- **KUTIPAN UNTUK DIBACA**
Mengembalikan Kemuliaan Politik - KORAN MARICA DESA KAYANG
Headlines News :

IKLAN

Home » » Mengembalikan Kemuliaan Politik

Mengembalikan Kemuliaan Politik

Written By MARICA DESA KAYANG on Selasa, 12 November 2013 | Selasa, November 12, 2013


Oleh Dony Kleden
Antropolog, Tinggal di Sumba
SIAPA bilang politik itu kotor? Pertanyaan semacam ini mendulang jawab yang  berbeda didasarkan pada sense data masing-masing. Namun di balik pertayaan ini, sebenaranya tersirat aneka keprihatinan di balik kinerja poitik kita yang dirasa terus saja mendera kebersamaan.
 
Politik Itu Mulia          
Filsuf Plato dalam ajarannya politiknya menganjurkan supaya seorang pemimpin politik harus dari kalangan seorang filsuf. Pertimbangan di balik gagasannya ini yakni bahwa  seorang filsuf itu selalu berpikir maju, jernih, dan tidak mudah diintervensi dan dengan demikian ia dapat mengambil keputusan-keputusan dengan bijasana. Kebijaksanaan tidak bisa begitu saja diapkir dari dunia politik. Dengan bermodalkan kebijaksanaan dalam politik, filsuf Plato membidik sosok politisi yang mau memahami keadaan konteks dan bertindak berdasarakan data. Bagi Plato politik itu sangat mulia karena kandungan politik itu selalu untuk kebaikan bersama. Maka seorang politisi adalah seorang pahlwan atau martir besar karena perjuangannya untuk kebaikan bersma.
Aristoteles dalam nada yang sama mengatakan bahwa politik adalah zooon politikon: demi kesejahteraana bersama. Dengan demikian politik sendiri adalah cerminan dari sikap solidaritas yang membuat orang mau berkumpul dan hidup bersama. Bidikan dari zoon politikon adalah kebahagiaan kolektif. Begitu mulianya politik itu sampai-sampai Aristoteles dalam kekagumannya mengatakan bahwa politik adalah seni  tertinggi untuk menggapai kebaikan bersama  sebagai sebuah negara (comoon and highest good). Dalam  Nicomachen Ethics,  mengatakan bahwa  semua ilmu lain mengabdi dan dikondisikan oleh ilmu politik. Semua ilmu lain bisa bergerak dan bertumbuh kalau ilmu politik  bekerja secara maksimal  dan memberi kemungkinan bagi yang lain untuk berperan serta.

Cuplikan dataset anotasi lokasi
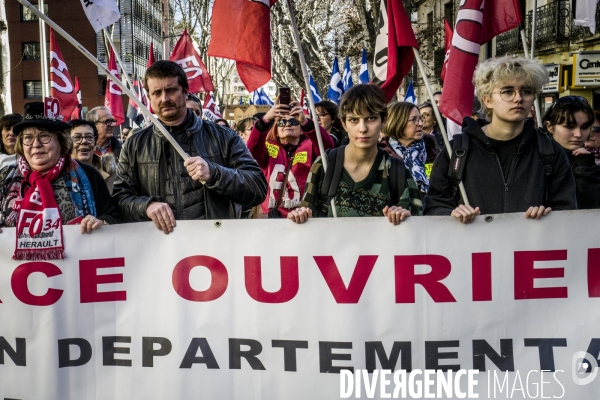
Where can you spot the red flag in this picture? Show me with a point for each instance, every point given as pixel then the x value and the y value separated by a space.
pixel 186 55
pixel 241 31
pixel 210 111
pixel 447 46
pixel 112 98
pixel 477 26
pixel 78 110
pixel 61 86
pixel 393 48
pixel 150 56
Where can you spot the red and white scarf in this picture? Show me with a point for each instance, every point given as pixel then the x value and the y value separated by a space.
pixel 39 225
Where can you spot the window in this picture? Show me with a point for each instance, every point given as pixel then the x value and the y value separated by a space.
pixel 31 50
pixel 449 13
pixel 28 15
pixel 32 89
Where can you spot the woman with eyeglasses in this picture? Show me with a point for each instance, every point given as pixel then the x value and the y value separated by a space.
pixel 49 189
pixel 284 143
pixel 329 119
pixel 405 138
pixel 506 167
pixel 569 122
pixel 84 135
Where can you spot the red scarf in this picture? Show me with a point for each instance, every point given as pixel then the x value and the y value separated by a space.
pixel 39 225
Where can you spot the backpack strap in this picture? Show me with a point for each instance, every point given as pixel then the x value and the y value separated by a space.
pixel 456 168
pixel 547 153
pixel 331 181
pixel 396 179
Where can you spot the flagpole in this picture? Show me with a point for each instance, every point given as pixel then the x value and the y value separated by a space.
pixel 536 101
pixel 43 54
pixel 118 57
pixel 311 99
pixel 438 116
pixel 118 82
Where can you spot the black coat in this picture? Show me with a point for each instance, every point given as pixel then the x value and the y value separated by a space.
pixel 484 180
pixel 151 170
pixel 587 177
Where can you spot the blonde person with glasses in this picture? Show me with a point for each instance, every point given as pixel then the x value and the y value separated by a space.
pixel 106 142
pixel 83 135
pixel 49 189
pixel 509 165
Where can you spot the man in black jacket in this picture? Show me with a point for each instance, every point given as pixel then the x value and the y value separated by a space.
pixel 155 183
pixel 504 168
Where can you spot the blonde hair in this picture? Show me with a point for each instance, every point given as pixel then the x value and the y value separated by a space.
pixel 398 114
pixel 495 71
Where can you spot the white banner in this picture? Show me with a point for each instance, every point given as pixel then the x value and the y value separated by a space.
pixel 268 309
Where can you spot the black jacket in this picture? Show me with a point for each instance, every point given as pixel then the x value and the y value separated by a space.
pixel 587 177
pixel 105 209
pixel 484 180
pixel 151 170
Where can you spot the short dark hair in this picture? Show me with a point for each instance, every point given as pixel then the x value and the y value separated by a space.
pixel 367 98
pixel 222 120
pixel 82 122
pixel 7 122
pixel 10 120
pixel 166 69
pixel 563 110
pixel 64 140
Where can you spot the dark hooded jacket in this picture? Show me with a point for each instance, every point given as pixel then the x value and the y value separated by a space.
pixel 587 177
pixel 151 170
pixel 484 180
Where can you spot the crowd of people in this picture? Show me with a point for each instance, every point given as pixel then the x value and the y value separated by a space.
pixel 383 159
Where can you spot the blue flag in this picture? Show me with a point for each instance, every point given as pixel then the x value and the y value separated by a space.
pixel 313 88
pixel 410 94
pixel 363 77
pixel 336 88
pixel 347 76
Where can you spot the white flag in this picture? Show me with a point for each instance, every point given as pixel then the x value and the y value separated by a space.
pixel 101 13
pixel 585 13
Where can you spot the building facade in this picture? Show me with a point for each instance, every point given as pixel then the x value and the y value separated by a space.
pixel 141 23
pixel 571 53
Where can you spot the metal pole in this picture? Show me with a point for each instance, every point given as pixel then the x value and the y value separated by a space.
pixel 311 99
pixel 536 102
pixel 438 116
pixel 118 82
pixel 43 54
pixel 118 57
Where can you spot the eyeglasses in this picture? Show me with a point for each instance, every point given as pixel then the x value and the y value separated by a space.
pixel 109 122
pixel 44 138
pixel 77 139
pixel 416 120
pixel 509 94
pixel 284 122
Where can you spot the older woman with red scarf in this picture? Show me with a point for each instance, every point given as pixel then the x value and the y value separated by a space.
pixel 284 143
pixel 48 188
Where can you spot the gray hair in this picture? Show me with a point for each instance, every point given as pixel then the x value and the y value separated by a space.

- **INSTRUKSI 1**
Menurut kutipan tentang kemuliaan politik, mengapa Plato menganjurkan agar pemimpin politik berasal dari kalangan filsuf? Jelaskan dalam satu sampai tiga kalimat.
- **INSTRUKSI 2**
Tuliskan lanjutan kutipan tentang kemuliaan politik, dimulai setelah kalimat terakhirnya.
Entri-entri tersebut diambil dari sumber lain.

- **JAWABAN YANG DIHARAPKAN 1**
Plato menganjurkan hal itu karena seorang filsuf selalu berpikir maju dan jernih serta tidak mudah diintervensi. Dengan demikian, ia dapat mengambil keputusan-keputusan dengan bijaksana.

- **JAWABAN YANG DIHARAPKAN 2**
Politik Untuk Rakyat
Jadi kemuliaan politik  sebenarnya terletak pada keberpihakannya untuk rakyat. Tokoh Nelson Mandela telah menjadi ikon bukan hanya untuk rakyat Afrika Selatan, tetapi juga untuk semua orang yang merindukan figur seorang pemimpin yang berpihak pada rakyat. Ia telah mendapat tempat di hati rakyat Afrika Selatan. Sepanjang pemerintahannya ia tunduk pada kepentingan rakyat demi menjunjung tinggi semangat demokrasi yang menjadi simpul dari pencapaian kesejahteraan.  Demikian pun  Presiden Bolivia, Evo Morales yanga memahami politik sebagai ilmu melayani rakyat dan bukan hidup dari rakyat.
Di tanah air kita Indonesia, Bung Hatta telah menjadi inspirasi bagi para politisi yang mau berpihak  pada rakyat, bukan  pada diri, kelompok atau golongan tertentu saja. Komitmennya  untuk menjunjung tinggi nilai-nilai demokrasi yang mengutamakan rakyat menjadikannya sebagai pemimpin  dan pahlawan yang besar dalam sejarah Indonesia. Ia mundur  dari wakil presiden ketika ia merasa bahwa posisi itu tidak  membuatnya mampu menyuarakan dan memperjuangkan kepentingan rakyat. Bung Hatta telah mewariskan kemuliaan politik dalam memperjuangkan  kesejahteraan kolektif.
Baik Nelson Mandela, Evo Morales maupun Bung Hatta adalah figur pemimpin yang tau diri. Mereka tahu bahwa posisi yang dimiliki bukanlah sebuah kesempatan untuk menggapai cita-cita dan ambisi pribadi. Mereka adalah pemimpin yang  punya prinsip, yang teguh dalam memperjuangkan kepentingan rakyat. Politik bagi mereka adalah melayani rakyat. Rakyat adalah kata kunci dalam politik itu sendiri. Sanggupkah para politisi kita menghadirkan menghadirkan Nelson Mandela dan Bung Hatta dalam politiknya sehingga rakyat tidak hanya terus mencercah  para politisi sebagai yang anarki tetapi pada akhirnya  juga bisa percaya dan menyanjung para politisi yang tahu dan menjawab situasi negara kita ini?
Mendera Politik
Mengapa kemuliaan politik seringkali didera oleh keberingasan dan kediktatoran  politisi sehingga kadang terasa kehilangan auranya? Kalau pertanyaan ini diajukan kepada Nicololo Machiavelli, dia akan mengatakan bahwa itu demi kestabilan negara. Maka apa pun yang dilakukan seorang poitisi atau penguasa sejauh itu demi keamanan dan kestabilan negara, kendati itu mengorbankan banyak hal termasuk nyawa, masih bisa dibenarkan dan tidak imoral. Machiavelli menghalalkan berbagai cara untuk mencapai tujuan.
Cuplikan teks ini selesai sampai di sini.